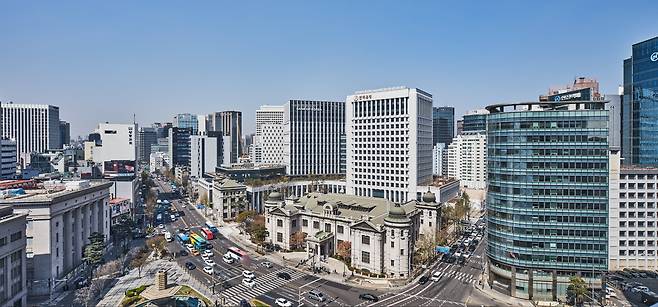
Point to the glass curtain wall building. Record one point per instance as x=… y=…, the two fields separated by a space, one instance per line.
x=640 y=105
x=547 y=200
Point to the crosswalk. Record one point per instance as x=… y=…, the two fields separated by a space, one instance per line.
x=264 y=284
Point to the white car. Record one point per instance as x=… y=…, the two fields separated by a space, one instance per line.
x=282 y=302
x=248 y=274
x=208 y=270
x=228 y=259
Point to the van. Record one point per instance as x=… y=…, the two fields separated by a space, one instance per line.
x=317 y=295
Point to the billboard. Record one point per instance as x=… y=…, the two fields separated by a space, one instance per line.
x=582 y=94
x=118 y=169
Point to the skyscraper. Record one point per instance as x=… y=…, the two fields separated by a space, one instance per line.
x=547 y=200
x=314 y=137
x=639 y=112
x=443 y=125
x=34 y=127
x=389 y=143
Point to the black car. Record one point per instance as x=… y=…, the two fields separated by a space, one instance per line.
x=368 y=297
x=283 y=275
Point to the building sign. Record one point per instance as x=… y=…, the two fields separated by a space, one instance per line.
x=582 y=94
x=118 y=169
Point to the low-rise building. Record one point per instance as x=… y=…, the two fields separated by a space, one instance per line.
x=382 y=234
x=13 y=279
x=60 y=218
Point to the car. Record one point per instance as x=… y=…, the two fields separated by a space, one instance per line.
x=368 y=297
x=317 y=295
x=228 y=259
x=248 y=274
x=209 y=262
x=283 y=275
x=208 y=270
x=282 y=302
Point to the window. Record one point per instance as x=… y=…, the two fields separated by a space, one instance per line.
x=16 y=236
x=365 y=257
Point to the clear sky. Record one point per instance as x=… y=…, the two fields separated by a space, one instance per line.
x=105 y=60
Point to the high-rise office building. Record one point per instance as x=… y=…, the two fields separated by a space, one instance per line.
x=146 y=137
x=206 y=153
x=187 y=120
x=179 y=146
x=443 y=125
x=64 y=132
x=389 y=143
x=639 y=113
x=314 y=137
x=34 y=127
x=547 y=200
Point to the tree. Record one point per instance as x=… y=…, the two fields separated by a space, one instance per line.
x=577 y=289
x=93 y=252
x=297 y=239
x=344 y=251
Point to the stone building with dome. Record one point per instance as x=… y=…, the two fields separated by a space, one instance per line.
x=382 y=234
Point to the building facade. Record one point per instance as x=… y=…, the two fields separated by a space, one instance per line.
x=547 y=199
x=639 y=116
x=389 y=143
x=34 y=127
x=60 y=219
x=633 y=225
x=467 y=159
x=314 y=137
x=206 y=153
x=382 y=235
x=7 y=158
x=443 y=125
x=13 y=263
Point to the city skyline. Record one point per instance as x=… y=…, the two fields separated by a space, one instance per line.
x=206 y=64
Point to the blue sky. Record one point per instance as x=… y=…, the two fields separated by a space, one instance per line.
x=104 y=61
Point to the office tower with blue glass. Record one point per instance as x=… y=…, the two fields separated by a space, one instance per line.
x=639 y=115
x=547 y=201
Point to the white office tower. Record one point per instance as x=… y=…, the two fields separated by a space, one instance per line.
x=439 y=160
x=467 y=159
x=314 y=137
x=206 y=153
x=117 y=143
x=7 y=159
x=267 y=147
x=389 y=143
x=34 y=127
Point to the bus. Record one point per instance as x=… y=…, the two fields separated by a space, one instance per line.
x=183 y=239
x=236 y=253
x=198 y=241
x=212 y=227
x=207 y=233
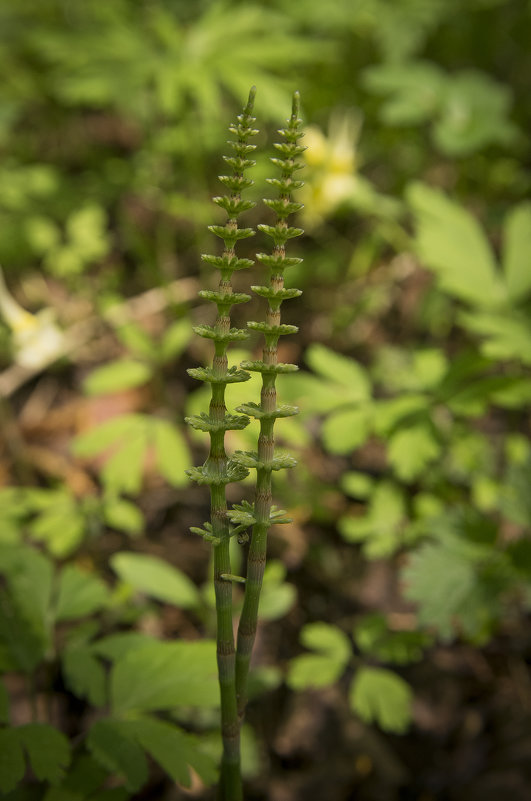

==============================

Required task: Copy the lines word for word, starting from the first line of the records and stopping after the line that contains "x=264 y=284". Leave the pictures out.

Reply:
Point to the glass curtain wall building. Record one point per instance as x=… y=…, the two fields separated by a space, one instance per line.
x=640 y=105
x=547 y=200
Point to the crosswalk. Record one point per instance as x=… y=…, the two fields separated by a space, one instance per line.
x=264 y=284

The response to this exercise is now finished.